TASK INSTRUCTIONS: Show every line from the entries that follow which holds the word "below".

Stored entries
▶
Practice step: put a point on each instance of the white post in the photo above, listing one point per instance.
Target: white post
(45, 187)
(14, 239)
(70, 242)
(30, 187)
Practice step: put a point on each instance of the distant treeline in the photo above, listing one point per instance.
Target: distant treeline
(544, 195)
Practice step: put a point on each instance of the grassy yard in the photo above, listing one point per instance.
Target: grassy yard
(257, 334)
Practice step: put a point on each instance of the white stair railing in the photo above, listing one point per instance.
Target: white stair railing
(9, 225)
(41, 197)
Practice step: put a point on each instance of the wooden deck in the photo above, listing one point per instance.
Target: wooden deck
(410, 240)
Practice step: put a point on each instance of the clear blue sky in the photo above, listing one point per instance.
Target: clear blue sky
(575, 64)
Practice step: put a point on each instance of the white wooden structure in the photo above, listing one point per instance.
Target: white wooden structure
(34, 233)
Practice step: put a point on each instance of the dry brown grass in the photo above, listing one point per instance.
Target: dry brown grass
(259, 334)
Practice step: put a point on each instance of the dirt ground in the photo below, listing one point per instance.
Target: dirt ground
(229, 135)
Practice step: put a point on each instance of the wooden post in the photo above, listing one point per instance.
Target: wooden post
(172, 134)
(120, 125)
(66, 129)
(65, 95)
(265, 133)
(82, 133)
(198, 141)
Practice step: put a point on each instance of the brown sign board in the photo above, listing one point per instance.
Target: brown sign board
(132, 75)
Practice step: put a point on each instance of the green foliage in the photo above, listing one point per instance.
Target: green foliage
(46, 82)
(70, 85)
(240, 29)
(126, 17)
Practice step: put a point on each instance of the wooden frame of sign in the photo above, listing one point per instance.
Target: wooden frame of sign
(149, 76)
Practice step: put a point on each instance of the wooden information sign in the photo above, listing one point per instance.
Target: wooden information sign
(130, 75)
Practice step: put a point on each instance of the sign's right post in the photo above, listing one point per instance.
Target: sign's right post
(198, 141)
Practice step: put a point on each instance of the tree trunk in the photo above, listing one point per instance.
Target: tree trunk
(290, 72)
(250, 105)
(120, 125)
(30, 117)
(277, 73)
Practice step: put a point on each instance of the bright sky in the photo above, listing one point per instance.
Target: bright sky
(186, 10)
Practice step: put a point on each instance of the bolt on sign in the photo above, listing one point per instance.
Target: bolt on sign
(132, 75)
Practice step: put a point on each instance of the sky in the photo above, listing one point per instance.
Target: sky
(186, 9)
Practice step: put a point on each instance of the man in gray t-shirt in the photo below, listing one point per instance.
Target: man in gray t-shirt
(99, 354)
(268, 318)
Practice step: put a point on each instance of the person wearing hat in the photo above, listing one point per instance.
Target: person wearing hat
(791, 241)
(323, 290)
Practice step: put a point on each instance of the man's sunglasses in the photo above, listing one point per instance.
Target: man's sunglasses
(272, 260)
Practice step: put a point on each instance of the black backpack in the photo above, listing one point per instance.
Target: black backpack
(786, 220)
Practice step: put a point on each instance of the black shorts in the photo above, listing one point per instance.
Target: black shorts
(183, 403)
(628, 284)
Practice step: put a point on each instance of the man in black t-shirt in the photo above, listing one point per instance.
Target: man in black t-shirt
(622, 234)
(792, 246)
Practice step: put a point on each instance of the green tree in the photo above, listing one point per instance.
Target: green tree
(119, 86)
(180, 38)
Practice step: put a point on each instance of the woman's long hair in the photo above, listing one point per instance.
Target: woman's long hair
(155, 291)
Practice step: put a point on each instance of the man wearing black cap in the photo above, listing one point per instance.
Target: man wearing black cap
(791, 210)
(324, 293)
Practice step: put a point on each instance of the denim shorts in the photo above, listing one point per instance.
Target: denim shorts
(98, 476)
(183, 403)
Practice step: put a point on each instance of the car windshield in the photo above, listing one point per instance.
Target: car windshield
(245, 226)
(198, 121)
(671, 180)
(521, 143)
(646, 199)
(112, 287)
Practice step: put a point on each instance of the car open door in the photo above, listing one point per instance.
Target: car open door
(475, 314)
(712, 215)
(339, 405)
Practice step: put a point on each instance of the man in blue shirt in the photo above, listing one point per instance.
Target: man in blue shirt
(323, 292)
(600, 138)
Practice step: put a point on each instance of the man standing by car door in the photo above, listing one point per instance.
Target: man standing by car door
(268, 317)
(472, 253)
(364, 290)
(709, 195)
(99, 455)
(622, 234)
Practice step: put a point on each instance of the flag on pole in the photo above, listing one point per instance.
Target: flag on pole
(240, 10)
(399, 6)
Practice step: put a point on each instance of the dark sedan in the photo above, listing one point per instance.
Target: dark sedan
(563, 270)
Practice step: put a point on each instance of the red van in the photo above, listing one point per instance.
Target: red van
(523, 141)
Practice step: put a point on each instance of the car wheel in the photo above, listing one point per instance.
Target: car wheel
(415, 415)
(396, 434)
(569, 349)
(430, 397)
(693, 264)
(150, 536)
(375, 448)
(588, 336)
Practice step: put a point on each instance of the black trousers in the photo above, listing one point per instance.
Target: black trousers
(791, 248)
◀
ANSWER SECTION:
Practice step: put a point on each instance of the dirt ground in the photo below, listing one point per instance.
Practice step: put a point on each instance of the man in gray t-shirt in the photo below, listing one point per instance.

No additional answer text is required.